### Source material

- - - - -

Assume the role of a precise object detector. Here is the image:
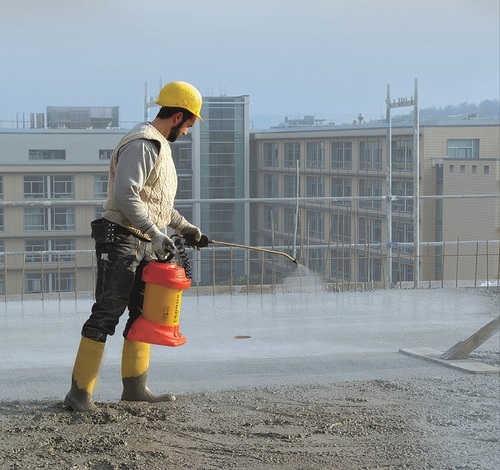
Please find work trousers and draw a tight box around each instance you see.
[82,219,154,343]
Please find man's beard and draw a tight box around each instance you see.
[167,121,184,142]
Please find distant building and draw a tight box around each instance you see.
[0,96,249,295]
[0,103,500,295]
[250,119,500,283]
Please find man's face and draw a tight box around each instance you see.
[167,113,196,142]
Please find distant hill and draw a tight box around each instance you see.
[420,100,500,120]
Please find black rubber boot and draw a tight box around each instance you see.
[122,372,175,403]
[64,380,97,412]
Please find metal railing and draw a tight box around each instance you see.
[0,240,500,301]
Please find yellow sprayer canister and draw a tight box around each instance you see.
[127,261,191,346]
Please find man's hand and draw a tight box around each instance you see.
[145,225,175,260]
[180,223,201,242]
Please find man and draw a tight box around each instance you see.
[64,82,203,411]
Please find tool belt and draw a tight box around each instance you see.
[90,218,132,243]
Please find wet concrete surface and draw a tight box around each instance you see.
[0,289,500,401]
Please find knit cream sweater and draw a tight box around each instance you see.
[103,123,180,239]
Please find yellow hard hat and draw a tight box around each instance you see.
[156,81,203,121]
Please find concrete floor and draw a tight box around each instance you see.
[0,289,500,401]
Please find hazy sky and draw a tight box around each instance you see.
[0,0,500,124]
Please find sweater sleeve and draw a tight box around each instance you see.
[114,139,158,232]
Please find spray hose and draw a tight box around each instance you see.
[176,234,299,264]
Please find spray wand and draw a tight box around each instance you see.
[182,234,299,264]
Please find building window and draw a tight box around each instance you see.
[99,149,113,160]
[307,211,325,238]
[263,175,278,197]
[392,181,413,212]
[331,178,352,206]
[358,217,382,243]
[392,262,413,282]
[284,142,300,168]
[94,175,108,199]
[446,139,479,158]
[306,142,325,168]
[330,211,351,244]
[306,176,325,197]
[24,207,75,232]
[264,205,279,230]
[24,238,75,263]
[171,146,193,172]
[358,258,382,282]
[24,175,75,199]
[283,175,297,197]
[392,140,413,171]
[392,222,413,254]
[264,143,278,167]
[359,141,382,170]
[331,142,352,170]
[177,176,193,199]
[359,179,382,209]
[28,150,66,160]
[94,206,105,220]
[283,207,300,234]
[330,250,351,281]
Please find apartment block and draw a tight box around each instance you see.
[0,96,249,296]
[250,119,500,283]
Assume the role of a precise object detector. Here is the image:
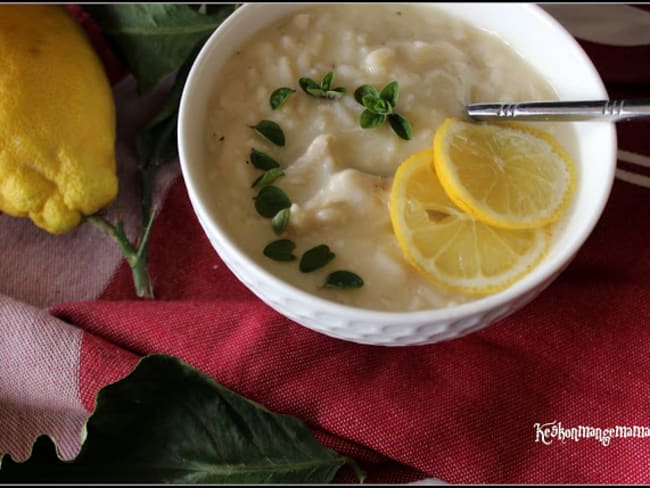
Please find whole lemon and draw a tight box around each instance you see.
[0,4,118,234]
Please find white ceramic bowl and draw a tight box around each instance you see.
[178,3,616,346]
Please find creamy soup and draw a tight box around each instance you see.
[206,4,572,311]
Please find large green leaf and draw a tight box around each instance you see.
[0,355,358,484]
[135,44,202,170]
[83,3,235,93]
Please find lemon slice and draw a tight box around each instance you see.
[433,119,576,229]
[390,149,550,295]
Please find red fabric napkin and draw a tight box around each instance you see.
[0,5,650,484]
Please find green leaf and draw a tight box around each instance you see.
[253,120,284,146]
[298,71,345,100]
[83,3,234,94]
[271,208,291,235]
[0,355,354,485]
[323,271,363,290]
[359,109,386,129]
[255,185,291,219]
[379,81,399,108]
[250,148,280,171]
[361,95,393,115]
[388,113,413,141]
[324,86,345,100]
[298,77,321,97]
[354,85,379,105]
[320,71,334,92]
[135,41,201,169]
[264,239,296,261]
[299,244,336,273]
[269,86,296,110]
[251,168,284,188]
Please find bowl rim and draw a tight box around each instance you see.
[177,3,617,325]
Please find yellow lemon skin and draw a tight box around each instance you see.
[0,4,118,234]
[433,118,576,229]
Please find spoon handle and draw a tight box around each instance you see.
[465,99,650,122]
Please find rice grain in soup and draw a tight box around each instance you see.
[206,4,567,311]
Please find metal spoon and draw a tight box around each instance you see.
[465,99,650,122]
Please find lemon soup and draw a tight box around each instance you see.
[206,4,566,311]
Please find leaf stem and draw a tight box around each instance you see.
[84,214,154,299]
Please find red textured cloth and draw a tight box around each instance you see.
[0,5,650,484]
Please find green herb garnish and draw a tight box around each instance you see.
[251,120,284,146]
[298,71,345,100]
[323,271,363,290]
[264,239,296,261]
[271,208,291,235]
[269,86,296,110]
[255,185,291,219]
[354,81,413,140]
[250,148,280,171]
[251,168,284,188]
[299,244,336,273]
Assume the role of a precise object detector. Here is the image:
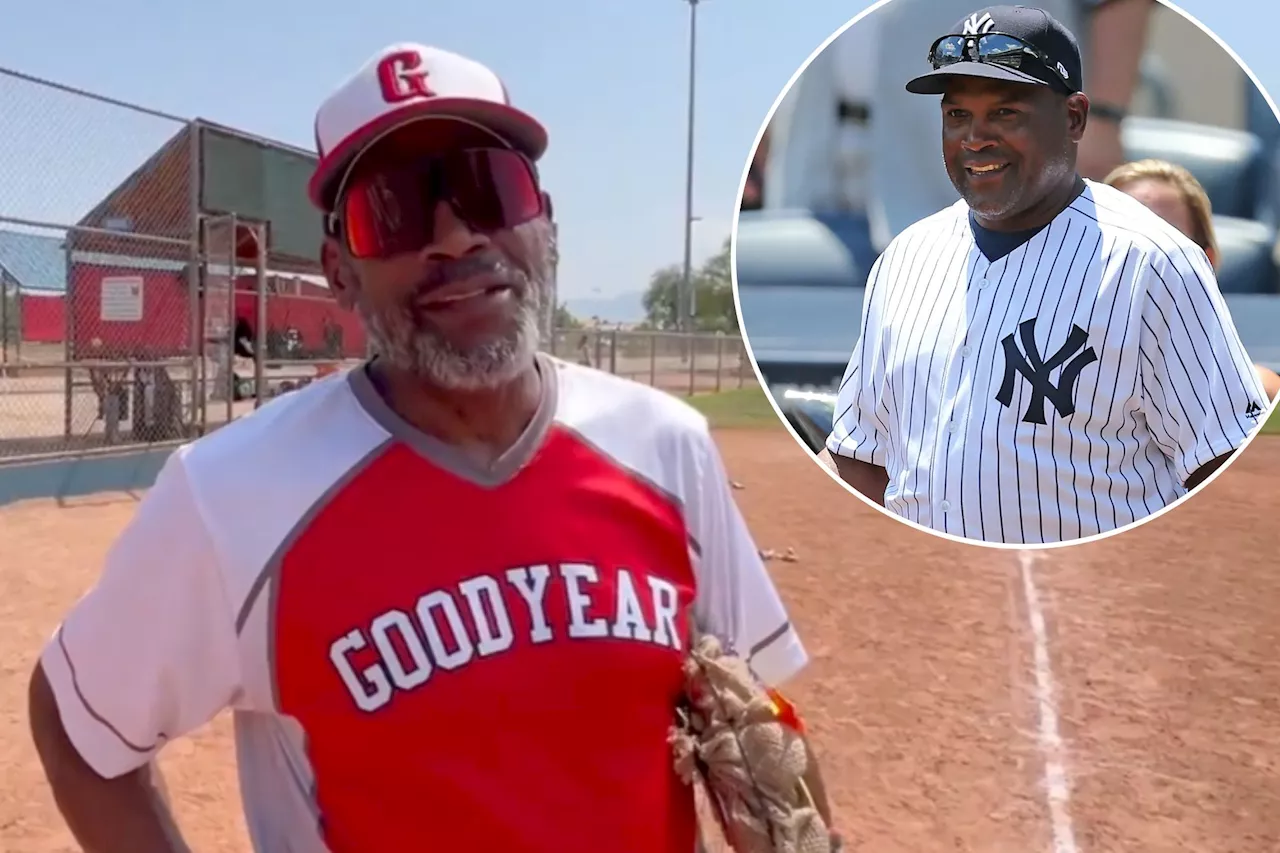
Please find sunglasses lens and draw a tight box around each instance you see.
[340,149,543,257]
[978,36,1030,68]
[442,150,543,231]
[932,36,965,68]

- - - - -

### Objective
Convert every line of the rows above into a JSON list of strings, with one string per line and blank lines skipped. Leave the pictures out of the list.

### Solution to this task
[
  "Assume the role of a precise object detector. Here is the image:",
  "Please find work trousers and draw a tight box around each instance you see.",
  "[82,219,154,343]",
  "Please find man's beard and draw a tight box around each instance you see.",
  "[167,121,184,142]",
  "Please find distant building and draw a tight box around each instance you see.",
  "[0,96,249,295]",
  "[0,103,500,295]",
  "[250,119,500,283]",
  "Please find man's face and draw a tight box around each instance you see.",
  "[167,113,196,142]",
  "Please find distant hill and draw a tight box around each instance you see.",
  "[420,100,500,120]",
  "Please find black rubber boot and draw a tight box around each instance you see.",
  "[122,372,175,403]",
  "[64,380,97,412]",
  "Please find metal railing and draw a tight box around each instance you see.",
  "[0,240,500,301]",
  "Please find yellow sprayer canister and draw a tight box around each instance you see.",
  "[127,261,191,346]",
  "Please find man's hand and draw a tight box around each instance you see.",
  "[145,225,175,260]",
  "[180,223,201,242]",
  "Please find man and draw a tight box around each instance you see.",
  "[64,82,203,411]",
  "Please find tool belt and draw a tight box around each instance you see.",
  "[90,218,132,243]",
  "Please find wet concrete surface and draw a tight box around each instance you see.",
  "[0,289,500,401]",
  "Please find knit cream sweater and draw a tight box around each instance you see.",
  "[103,123,180,239]",
  "Please find yellow hard hat and draw a tight box around each instance you see.",
  "[156,81,203,121]",
  "Please find concrete floor and draw a tight box around each instance you see.",
  "[0,289,500,401]",
  "Please find hazy sky and draw a tight box around each instance you see.",
  "[0,0,500,124]",
  "Please find sweater sleeve and draw a tight box around each instance you see.",
  "[114,139,158,232]",
  "Please find spray hose and draw a tight box around each instance you see.",
  "[176,234,299,264]",
  "Please find spray wand and draw a tight box around each instance you see.",
  "[182,234,299,264]",
  "Please find building window and draw a tight box around each instance you see.",
  "[99,149,113,160]",
  "[307,211,325,238]",
  "[263,175,278,197]",
  "[392,181,413,212]",
  "[331,178,352,206]",
  "[358,217,382,243]",
  "[392,262,413,282]",
  "[284,142,300,168]",
  "[94,175,108,199]",
  "[446,139,479,158]",
  "[306,142,325,168]",
  "[330,211,351,244]",
  "[306,176,325,197]",
  "[24,207,75,232]",
  "[264,205,279,230]",
  "[24,238,75,263]",
  "[171,146,193,172]",
  "[358,258,382,282]",
  "[24,175,75,199]",
  "[283,175,297,197]",
  "[392,140,413,171]",
  "[392,222,413,254]",
  "[264,143,278,167]",
  "[359,141,382,170]",
  "[331,142,352,170]",
  "[177,176,193,199]",
  "[359,179,382,209]",
  "[28,150,66,160]",
  "[94,206,105,220]",
  "[283,207,300,234]",
  "[330,250,351,281]",
  "Please find apartment block and draw a tight box around each instance you see.",
  "[0,96,249,296]",
  "[250,119,500,283]",
  "Assume the role of a precise object detector. Here is the image:",
  "Please find whole lemon and draw a tight box around each instance you see.",
  "[0,4,118,234]",
  "Please find white ceramic bowl and draw a tight box around each instance you see.",
  "[178,3,616,346]",
  "Please find creamy soup and draw a tight box around each instance you see.",
  "[206,4,572,311]",
  "Please find large green leaf and draw a tight box around each instance you see.",
  "[0,355,358,484]",
  "[135,44,202,170]",
  "[83,3,235,93]",
  "Please find lemon slice and draw a tight box around each instance you see.",
  "[433,119,576,229]",
  "[390,149,550,295]",
  "Please find red fabric napkin and draw a tight box around each instance you see.",
  "[0,5,650,484]",
  "Please find green leaf and draw a tight box around each instance you see.",
  "[253,120,284,146]",
  "[298,71,345,100]",
  "[83,3,234,94]",
  "[271,208,291,235]",
  "[0,355,354,485]",
  "[323,271,363,290]",
  "[359,109,386,129]",
  "[255,185,291,219]",
  "[379,81,399,108]",
  "[250,148,280,171]",
  "[361,95,393,115]",
  "[388,113,413,141]",
  "[324,86,345,100]",
  "[298,77,321,97]",
  "[354,85,379,105]",
  "[320,71,334,92]",
  "[135,41,201,169]",
  "[264,239,296,261]",
  "[299,244,336,273]",
  "[269,86,296,110]",
  "[251,168,284,188]",
  "Please find bowl rim and draw a tight box around each instance you see.",
  "[177,3,617,325]",
  "Please find yellow lemon skin and draw a tight box around each instance you see.",
  "[0,4,118,234]",
  "[433,118,576,229]",
  "Please find spoon handle and draw a tight box around each instance you see.",
  "[465,99,650,122]",
  "Please find rice grain in soup and draw a tight box around each instance you see.",
  "[206,4,567,311]",
  "Please find metal spoon and draw a tight box around each instance you see.",
  "[465,99,650,122]",
  "Please find lemon soup and draw a tight box around each instance you see.",
  "[206,4,566,311]",
  "Please find leaf stem and draw a tight box around each instance you see.",
  "[84,214,154,299]",
  "Please find red textured cloth and draw a tight box around each instance you see.",
  "[0,5,650,484]",
  "Please find green herb garnish and draw a tight box around each instance you see.",
  "[251,120,284,146]",
  "[298,71,345,100]",
  "[323,271,363,290]",
  "[264,239,296,261]",
  "[271,208,291,235]",
  "[269,86,296,110]",
  "[255,185,291,219]",
  "[354,81,413,140]",
  "[250,148,280,171]",
  "[251,168,284,188]",
  "[299,244,336,273]",
  "Assume the role of a precise object detector. Here is the image:",
  "Please find sunglasses lens and draw a tight box around each instance you see.",
  "[340,149,543,257]",
  "[978,36,1030,68]",
  "[442,150,543,231]",
  "[932,36,965,68]"
]